• _Exercise requirements_
Treat the line containing "For practice, label the undermount" as the first line and the final line of the material below as the last; reproduce that range exactly.

═══ Input records ═══

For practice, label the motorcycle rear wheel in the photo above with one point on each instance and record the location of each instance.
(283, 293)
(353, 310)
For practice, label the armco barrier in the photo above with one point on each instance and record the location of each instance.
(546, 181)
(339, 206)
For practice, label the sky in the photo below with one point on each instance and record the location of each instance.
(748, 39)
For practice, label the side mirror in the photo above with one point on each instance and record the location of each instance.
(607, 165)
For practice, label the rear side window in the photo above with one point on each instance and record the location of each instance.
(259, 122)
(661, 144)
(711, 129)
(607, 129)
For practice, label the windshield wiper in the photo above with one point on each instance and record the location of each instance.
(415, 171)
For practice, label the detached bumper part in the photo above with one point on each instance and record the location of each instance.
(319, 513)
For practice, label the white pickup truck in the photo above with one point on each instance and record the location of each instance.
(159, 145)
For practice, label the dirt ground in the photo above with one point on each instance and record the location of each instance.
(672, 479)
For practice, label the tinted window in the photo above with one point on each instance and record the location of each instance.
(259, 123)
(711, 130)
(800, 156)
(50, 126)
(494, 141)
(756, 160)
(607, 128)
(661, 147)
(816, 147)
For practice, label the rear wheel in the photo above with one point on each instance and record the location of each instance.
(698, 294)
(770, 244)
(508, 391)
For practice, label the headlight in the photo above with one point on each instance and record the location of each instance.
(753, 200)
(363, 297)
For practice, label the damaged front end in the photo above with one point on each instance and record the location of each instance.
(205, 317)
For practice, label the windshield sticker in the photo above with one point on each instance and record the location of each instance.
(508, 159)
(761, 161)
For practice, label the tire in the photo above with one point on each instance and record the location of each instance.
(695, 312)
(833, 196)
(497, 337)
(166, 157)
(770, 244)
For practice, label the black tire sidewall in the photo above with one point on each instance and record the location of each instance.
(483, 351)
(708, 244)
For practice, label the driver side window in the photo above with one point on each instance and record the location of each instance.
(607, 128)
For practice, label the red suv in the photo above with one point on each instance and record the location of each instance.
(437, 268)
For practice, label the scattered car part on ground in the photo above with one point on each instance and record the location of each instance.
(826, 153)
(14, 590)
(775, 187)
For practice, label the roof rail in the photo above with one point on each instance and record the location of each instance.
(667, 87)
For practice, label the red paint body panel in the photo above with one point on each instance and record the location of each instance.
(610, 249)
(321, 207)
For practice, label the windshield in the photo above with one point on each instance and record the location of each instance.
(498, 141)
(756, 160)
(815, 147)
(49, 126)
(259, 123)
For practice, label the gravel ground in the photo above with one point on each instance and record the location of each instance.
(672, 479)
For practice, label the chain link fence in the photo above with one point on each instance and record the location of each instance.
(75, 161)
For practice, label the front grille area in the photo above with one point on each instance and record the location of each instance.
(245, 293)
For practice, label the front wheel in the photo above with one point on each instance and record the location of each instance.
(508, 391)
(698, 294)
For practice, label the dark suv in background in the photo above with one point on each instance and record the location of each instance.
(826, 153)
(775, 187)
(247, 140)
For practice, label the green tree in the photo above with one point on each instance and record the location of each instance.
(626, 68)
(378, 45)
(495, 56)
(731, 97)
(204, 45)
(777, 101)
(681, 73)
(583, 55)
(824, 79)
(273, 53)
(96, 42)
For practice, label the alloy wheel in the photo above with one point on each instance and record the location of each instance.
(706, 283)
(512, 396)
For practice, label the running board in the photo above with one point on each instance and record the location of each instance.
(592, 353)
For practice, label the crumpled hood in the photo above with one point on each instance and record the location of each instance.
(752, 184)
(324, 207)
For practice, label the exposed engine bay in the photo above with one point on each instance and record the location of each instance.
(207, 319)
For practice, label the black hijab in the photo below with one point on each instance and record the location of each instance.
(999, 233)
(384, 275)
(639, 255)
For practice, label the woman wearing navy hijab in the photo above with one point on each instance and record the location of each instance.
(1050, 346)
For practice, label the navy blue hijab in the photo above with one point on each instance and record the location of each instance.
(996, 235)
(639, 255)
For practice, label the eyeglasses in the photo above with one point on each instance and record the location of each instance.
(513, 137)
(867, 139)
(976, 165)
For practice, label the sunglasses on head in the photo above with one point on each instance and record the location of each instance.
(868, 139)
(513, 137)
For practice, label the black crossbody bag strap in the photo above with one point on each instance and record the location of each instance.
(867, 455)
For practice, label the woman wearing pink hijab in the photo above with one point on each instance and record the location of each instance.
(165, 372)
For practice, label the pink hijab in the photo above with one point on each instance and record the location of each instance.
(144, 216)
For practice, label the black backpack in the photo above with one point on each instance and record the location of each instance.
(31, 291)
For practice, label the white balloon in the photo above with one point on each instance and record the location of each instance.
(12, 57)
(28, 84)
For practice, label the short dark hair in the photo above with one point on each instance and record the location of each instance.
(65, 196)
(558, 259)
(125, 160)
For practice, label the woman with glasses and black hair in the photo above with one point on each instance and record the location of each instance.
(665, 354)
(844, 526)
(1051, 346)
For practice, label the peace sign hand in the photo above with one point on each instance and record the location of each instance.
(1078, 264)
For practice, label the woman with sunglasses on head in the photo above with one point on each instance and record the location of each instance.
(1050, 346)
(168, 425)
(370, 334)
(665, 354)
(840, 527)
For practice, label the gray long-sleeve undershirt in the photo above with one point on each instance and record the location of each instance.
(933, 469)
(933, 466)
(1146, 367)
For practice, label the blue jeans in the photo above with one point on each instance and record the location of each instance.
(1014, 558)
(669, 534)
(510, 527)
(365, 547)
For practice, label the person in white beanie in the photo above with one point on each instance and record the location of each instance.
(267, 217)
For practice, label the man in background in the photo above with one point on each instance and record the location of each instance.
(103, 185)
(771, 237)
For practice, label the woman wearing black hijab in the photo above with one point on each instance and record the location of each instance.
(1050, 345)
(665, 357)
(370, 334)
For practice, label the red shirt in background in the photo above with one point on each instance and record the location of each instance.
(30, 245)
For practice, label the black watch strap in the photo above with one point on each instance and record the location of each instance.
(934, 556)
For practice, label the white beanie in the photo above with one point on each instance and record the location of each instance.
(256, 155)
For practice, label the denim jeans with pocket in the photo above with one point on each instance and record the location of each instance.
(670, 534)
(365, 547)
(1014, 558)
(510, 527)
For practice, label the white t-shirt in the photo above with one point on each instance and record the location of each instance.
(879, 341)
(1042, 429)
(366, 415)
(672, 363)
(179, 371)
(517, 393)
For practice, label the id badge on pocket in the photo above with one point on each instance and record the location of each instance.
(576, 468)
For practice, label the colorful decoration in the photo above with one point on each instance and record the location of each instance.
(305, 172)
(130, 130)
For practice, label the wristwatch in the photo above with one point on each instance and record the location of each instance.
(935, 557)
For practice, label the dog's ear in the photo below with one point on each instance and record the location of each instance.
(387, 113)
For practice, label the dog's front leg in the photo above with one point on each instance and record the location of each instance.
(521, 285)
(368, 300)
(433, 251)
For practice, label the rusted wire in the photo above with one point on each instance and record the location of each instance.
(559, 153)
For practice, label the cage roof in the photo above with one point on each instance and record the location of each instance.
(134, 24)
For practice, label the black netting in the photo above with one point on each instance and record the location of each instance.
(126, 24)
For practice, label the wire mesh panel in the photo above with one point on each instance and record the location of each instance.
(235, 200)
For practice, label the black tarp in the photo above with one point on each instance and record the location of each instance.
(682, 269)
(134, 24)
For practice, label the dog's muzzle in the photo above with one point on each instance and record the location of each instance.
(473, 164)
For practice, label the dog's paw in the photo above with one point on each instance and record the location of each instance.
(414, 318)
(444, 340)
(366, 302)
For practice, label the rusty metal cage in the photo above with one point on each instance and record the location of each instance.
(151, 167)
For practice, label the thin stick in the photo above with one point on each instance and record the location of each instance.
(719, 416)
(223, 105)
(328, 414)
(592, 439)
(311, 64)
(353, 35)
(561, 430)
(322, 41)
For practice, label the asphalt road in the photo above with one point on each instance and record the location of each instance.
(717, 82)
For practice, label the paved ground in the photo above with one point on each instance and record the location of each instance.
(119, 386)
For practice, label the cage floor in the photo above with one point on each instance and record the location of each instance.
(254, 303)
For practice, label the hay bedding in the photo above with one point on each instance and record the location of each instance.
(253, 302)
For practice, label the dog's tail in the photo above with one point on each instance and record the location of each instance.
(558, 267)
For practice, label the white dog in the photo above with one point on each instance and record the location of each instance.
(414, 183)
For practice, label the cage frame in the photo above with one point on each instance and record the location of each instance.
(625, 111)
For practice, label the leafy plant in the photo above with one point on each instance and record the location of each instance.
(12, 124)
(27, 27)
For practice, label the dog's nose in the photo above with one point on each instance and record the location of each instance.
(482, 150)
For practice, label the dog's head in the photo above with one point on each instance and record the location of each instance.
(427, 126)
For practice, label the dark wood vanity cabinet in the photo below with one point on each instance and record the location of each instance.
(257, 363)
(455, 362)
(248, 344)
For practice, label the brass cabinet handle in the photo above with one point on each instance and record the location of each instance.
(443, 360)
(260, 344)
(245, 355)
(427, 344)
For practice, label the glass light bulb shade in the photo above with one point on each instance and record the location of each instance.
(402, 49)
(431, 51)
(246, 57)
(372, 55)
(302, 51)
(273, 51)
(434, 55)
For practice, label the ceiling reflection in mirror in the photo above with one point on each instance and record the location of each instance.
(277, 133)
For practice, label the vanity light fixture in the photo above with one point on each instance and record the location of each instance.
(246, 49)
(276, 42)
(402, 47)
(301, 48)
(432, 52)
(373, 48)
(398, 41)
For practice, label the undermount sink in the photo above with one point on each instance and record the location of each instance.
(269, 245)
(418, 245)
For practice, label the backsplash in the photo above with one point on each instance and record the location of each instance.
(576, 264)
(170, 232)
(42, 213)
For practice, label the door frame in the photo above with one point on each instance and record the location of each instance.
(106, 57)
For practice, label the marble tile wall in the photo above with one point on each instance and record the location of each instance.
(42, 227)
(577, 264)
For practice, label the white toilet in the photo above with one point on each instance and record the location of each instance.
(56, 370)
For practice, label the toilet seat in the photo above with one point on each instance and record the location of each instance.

═══

• _Written answer_
For practice, label the undermount sink in the photo above with one point on each instance and record the location of each instance.
(269, 245)
(418, 245)
For practice, label the backsplash in the photo above with one point on each instance and record the location of each instance.
(576, 264)
(170, 232)
(42, 213)
For practice, label the door frame in the photo above with one point on each instance and record the location of each instance.
(106, 57)
For practice, label the marble tile wall in the photo above with one point on each instance and record the location of each instance.
(42, 227)
(577, 264)
For practice, label the white toilet in the photo above with one point on each instance and record the location of each instance.
(56, 370)
For practice, label the toilet seat in the photo above with one point on each instance and record the location of each instance.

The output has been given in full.